**SHORT TASK:**
Copy the lines below word for word, beginning with the line that contains "[trace] small framed photo -> outlines" and continuing through the line that contains "30L203 31L211 31L211", with both of those lines included.

___ MATERIAL PROVIDED

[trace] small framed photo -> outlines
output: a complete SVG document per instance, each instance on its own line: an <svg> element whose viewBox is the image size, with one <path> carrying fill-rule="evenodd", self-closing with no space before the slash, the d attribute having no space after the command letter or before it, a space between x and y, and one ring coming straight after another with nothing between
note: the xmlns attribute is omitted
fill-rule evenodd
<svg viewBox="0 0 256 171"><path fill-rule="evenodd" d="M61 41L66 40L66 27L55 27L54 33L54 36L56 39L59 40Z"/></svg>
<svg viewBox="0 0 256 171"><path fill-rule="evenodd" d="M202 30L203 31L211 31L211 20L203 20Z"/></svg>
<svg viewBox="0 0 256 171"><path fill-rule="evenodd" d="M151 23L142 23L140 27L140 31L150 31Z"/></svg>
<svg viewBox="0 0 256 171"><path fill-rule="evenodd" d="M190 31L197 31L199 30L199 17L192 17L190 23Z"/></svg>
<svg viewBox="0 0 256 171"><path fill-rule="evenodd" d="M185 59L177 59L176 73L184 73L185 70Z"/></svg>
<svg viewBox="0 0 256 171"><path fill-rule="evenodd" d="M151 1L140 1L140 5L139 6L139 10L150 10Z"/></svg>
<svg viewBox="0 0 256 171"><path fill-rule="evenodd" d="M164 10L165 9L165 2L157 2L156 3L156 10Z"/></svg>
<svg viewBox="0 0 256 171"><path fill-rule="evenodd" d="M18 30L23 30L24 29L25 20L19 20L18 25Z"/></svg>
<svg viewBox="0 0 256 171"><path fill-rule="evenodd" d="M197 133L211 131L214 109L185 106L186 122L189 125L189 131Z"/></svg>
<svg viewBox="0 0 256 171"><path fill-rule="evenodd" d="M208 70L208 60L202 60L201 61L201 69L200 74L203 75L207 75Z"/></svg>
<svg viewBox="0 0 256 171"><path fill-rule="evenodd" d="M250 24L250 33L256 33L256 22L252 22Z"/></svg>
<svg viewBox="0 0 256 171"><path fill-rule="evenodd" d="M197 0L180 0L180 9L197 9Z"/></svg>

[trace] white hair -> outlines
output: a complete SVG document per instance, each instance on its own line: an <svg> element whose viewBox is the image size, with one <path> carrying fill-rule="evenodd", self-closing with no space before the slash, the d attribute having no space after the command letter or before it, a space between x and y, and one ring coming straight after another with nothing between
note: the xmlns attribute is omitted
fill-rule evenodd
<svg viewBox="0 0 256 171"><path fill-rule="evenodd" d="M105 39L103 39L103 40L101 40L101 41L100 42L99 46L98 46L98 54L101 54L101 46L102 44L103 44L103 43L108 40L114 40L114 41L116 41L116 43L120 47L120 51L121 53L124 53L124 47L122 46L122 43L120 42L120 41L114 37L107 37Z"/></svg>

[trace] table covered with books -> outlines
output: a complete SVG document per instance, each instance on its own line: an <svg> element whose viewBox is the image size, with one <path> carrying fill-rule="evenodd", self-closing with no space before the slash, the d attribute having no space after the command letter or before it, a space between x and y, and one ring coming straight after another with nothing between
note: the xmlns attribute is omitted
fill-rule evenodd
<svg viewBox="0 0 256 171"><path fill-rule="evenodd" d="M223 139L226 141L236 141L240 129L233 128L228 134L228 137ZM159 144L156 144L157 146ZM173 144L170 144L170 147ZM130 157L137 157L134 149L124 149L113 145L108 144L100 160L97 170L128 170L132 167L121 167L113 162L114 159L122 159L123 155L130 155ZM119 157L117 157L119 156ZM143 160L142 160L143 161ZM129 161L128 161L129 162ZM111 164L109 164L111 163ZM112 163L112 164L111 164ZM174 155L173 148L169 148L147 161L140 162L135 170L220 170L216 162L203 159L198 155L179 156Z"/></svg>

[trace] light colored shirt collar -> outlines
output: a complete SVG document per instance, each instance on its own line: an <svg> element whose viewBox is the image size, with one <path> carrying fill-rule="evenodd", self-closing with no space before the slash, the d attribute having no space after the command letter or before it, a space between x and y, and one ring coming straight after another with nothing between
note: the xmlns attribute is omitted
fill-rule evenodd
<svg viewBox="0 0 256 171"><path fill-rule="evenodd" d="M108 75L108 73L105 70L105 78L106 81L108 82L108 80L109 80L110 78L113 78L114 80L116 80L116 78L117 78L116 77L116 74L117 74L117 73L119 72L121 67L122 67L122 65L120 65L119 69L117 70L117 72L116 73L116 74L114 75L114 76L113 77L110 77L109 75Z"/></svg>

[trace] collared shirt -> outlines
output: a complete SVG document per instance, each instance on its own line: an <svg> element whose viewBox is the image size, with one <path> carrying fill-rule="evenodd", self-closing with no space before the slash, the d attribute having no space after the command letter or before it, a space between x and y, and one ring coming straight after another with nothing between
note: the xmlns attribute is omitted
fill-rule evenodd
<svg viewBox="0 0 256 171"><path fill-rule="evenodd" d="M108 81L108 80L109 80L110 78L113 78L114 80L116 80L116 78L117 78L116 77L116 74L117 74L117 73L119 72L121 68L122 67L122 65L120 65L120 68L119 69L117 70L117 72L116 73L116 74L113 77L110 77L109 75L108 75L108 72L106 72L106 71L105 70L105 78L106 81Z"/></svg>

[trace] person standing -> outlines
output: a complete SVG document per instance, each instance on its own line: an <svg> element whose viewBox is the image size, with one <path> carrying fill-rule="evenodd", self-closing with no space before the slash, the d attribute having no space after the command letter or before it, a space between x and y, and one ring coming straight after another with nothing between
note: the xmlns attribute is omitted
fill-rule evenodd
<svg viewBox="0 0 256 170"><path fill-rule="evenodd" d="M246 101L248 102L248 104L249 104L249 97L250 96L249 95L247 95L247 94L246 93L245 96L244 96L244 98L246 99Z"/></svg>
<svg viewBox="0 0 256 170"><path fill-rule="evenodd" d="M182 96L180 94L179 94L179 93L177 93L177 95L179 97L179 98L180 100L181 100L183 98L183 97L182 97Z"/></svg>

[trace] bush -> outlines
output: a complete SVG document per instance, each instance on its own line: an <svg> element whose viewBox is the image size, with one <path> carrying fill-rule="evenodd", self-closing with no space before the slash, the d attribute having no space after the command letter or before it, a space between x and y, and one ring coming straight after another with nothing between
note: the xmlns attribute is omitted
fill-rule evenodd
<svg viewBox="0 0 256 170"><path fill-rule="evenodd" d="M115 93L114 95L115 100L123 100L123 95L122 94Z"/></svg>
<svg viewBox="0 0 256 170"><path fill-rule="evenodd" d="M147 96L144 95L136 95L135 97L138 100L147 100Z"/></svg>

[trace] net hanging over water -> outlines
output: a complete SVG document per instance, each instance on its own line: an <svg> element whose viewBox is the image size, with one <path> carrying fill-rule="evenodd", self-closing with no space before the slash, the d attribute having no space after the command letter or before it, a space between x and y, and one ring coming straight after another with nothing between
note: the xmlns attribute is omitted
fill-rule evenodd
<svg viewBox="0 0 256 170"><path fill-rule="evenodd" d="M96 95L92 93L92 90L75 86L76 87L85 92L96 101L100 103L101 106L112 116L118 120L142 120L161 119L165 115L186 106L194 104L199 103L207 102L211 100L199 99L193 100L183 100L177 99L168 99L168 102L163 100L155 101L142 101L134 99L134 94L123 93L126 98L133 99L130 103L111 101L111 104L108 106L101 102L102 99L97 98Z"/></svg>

______
___ MATERIAL PROVIDED

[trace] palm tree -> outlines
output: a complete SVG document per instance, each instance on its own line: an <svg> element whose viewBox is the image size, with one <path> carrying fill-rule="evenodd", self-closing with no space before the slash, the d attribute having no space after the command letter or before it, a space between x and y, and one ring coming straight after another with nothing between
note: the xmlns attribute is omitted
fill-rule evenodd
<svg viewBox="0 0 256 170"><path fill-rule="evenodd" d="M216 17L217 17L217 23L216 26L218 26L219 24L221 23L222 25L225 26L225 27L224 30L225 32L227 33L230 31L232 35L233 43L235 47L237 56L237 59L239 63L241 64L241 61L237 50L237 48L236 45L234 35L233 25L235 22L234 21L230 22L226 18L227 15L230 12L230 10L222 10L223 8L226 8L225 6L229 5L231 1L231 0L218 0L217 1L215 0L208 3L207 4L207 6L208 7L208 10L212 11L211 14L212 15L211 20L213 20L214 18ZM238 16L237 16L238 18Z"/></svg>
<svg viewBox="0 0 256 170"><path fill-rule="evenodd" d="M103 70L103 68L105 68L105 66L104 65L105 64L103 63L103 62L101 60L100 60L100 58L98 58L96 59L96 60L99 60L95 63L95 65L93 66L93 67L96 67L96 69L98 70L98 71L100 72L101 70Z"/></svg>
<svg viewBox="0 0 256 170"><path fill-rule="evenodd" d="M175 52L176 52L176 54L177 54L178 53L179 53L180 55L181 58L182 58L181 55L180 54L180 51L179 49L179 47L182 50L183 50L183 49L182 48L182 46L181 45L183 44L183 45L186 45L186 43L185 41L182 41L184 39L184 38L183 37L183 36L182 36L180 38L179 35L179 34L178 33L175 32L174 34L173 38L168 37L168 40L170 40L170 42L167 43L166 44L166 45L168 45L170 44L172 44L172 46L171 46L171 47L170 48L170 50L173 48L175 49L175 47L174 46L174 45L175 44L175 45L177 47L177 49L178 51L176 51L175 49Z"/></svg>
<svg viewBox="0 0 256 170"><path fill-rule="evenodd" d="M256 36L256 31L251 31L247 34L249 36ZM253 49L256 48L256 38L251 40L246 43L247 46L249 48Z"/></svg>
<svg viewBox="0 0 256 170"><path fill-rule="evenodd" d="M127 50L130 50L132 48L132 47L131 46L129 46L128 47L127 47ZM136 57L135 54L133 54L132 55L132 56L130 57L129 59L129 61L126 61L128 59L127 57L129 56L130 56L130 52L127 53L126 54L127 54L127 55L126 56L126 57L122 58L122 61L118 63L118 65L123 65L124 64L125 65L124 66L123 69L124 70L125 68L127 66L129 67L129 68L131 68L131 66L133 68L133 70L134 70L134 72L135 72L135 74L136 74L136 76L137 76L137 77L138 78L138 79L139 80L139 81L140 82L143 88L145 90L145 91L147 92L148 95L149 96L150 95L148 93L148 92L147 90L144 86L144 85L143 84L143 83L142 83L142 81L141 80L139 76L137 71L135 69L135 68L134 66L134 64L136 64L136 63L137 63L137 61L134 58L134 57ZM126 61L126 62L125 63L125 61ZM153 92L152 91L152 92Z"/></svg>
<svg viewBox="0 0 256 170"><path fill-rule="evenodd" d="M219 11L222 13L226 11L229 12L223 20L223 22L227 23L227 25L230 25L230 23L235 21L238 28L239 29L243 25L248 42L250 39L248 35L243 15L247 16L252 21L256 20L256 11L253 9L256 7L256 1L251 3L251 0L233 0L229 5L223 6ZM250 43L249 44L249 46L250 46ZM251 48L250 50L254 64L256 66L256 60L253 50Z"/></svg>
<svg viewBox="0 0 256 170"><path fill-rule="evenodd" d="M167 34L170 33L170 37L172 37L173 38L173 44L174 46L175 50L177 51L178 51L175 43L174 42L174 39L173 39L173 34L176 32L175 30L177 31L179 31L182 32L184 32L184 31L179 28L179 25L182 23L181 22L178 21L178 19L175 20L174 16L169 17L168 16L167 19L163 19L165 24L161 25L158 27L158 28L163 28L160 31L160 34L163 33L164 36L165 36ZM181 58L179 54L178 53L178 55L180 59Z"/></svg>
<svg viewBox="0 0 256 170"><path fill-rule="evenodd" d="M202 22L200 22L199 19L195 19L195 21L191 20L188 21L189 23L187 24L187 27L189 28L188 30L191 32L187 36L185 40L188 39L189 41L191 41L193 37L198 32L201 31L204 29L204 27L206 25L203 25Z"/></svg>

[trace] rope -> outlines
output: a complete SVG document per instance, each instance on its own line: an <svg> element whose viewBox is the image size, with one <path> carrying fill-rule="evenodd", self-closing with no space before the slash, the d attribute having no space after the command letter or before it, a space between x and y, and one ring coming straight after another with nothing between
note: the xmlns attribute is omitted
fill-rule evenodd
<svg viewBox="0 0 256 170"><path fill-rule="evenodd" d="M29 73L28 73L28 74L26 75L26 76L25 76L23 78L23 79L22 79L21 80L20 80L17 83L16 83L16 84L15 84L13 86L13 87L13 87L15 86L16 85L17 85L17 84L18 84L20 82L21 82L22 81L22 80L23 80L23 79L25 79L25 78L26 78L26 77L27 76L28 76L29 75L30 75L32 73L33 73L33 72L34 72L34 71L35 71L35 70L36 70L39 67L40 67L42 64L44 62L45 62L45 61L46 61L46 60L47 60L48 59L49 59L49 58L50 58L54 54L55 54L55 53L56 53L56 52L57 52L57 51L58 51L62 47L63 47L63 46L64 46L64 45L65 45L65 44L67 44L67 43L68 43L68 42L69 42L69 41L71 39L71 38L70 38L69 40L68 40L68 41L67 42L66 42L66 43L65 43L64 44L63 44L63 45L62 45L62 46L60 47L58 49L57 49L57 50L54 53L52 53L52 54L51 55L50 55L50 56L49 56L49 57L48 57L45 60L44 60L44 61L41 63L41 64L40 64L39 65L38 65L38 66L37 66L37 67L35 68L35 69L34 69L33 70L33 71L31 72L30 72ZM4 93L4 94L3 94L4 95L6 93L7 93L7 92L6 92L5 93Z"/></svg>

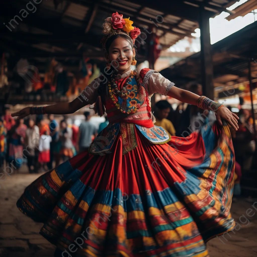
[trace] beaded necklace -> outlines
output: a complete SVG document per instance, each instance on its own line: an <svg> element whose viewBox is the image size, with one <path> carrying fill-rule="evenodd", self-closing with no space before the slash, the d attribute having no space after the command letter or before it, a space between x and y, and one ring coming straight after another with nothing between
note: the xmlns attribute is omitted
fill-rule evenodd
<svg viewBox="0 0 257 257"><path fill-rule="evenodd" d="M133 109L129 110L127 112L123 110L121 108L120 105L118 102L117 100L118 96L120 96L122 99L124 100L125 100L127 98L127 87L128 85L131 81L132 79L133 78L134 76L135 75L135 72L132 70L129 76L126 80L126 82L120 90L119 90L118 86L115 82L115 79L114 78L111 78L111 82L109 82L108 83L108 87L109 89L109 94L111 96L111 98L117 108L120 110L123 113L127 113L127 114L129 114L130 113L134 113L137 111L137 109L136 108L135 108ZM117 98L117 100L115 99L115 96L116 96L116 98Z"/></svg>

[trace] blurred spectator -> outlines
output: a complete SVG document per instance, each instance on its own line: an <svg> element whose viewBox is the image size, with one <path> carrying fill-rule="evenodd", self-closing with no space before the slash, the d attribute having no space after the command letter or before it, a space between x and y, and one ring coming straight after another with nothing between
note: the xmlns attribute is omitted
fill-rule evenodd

______

**FINISHED TASK:**
[trace] small framed photo -> outlines
output: a complete SVG document per instance, each instance on its own line: an <svg> element whose viewBox is the image size, with one <path> carrying fill-rule="evenodd", self-closing with no space before the slash, the d attribute having no space after the command letter or before it, a space between x and y, and one ring coming straight after another with nothing between
note: the xmlns attribute is omitted
fill-rule evenodd
<svg viewBox="0 0 256 171"><path fill-rule="evenodd" d="M61 41L66 40L66 27L55 27L54 33L54 36L56 39L59 40Z"/></svg>
<svg viewBox="0 0 256 171"><path fill-rule="evenodd" d="M202 30L203 31L211 31L211 20L203 20Z"/></svg>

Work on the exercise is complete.